This blog post describes the process of creating a GitHub bot, hosted as an Amazon Web Services (AWS) Lambda function, that performs various checks on pull requests. This post looks at the AWS configuration and Lambda function developer cycle, usage of the GitHub APIs, and how to store user ‘secrets’ such as GitHub access tokens.

Contributor License Agreement

If you don’t care why I created this bot, and just want to see the code, feel free to skip this section!

I recently joined the Symphony Software Foundation, an organisation that fosters the use of open source within financial services, and a few weeks ago we moved a project into the foundation as an ‘incubator project’. The Foundation provides project governance that includes selecting appropriate licenses, copyright notices and a Contributor License Agreement (CLA).

If you’ve not encountered a CLA before they are actually quite straightforward; a CLA is a legal document in which you state you are entitled to contribute the code you are committing and are willing to have it used in distributions and derivative works. Small-scale open source projects rarely bother with CLAs, but any large organisation (which has a legal team to worry about these matters!), will require all contributors sign one. For example, Facebook, GitHub and Microsoft all have online CLAs that must be signed before they’ll accept your contribution.

As a project maintainer, a CLA gives you legal peace-of-mind, but adds process overhead. For this reason Facebook, Microsoft and GitHub all have CLAs which are electronically signed and a GitHub ‘bot’ that checks pull requests (PRs) on your behalf.

Unfortunately Symphony Foundation doesn’t have a bot - so I decided to write one!

I did have a quick look to see if there was anything out there that might already fit the bill. I found clabot, which you have to host yourself, cla-assistant and CLAHub which were implemented as services, but managed the full CLA signing process. As there is a lot of variability in how CLAs are represented and signed, none were a good fit.

The actual process of creating a CLA document and collecting a signature isn’t hard (you only perform this once per contributor), it’s the overall integration into the development workflow via GitHub that is the hard part. This is the part I wanted to automate, and host as a service, leaving the specifics of the CLA signing process configurable and pluggable.

*ROWS:*

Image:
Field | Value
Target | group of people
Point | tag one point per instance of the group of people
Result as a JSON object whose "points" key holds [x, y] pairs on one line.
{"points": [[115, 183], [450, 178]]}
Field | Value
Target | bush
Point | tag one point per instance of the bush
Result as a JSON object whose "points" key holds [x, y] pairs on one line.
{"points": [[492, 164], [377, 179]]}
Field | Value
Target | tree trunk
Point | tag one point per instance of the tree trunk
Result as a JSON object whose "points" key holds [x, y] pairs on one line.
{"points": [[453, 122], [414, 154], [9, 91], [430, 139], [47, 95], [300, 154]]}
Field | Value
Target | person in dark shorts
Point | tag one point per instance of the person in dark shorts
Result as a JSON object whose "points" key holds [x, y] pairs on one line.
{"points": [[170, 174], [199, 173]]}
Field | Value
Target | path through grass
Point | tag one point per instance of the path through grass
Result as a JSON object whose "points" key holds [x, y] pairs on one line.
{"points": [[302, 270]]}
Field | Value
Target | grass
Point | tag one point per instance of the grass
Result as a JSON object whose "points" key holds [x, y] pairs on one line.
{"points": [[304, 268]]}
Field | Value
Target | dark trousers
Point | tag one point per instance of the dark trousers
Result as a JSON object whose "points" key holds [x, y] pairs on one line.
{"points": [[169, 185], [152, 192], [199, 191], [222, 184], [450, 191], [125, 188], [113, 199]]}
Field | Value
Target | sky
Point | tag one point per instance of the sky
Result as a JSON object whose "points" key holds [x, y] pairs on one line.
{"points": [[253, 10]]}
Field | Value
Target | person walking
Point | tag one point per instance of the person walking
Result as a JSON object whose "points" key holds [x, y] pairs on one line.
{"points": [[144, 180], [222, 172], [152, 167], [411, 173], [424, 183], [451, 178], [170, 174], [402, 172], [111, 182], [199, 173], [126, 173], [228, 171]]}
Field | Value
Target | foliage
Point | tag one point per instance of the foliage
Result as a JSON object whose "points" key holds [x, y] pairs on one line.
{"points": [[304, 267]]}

*EXERCISE OBJECTIVE:* Copy the passage from the blog post on the GitHub CLA bot word for word, starting at "I did have a" and ending at "configurable and pluggable.".

*WRITTEN RESPONSE:*
I did have a quick look to see if there was anything out there that might already fit the bill. I found clabot, which you have to host yourself, cla-assistant and CLAHub which were implemented as services, but managed the full CLA signing process. As there is a lot of variability in how CLAs are represented and signed, none were a good fit.

The actual process of creating a CLA document and collecting a signature isn’t hard (you only perform this once per contributor), it’s the overall integration into the development workflow via GitHub that is the hard part. This is the part I wanted to automate, and host as a service, leaving the specifics of the CLA signing process configurable and pluggable.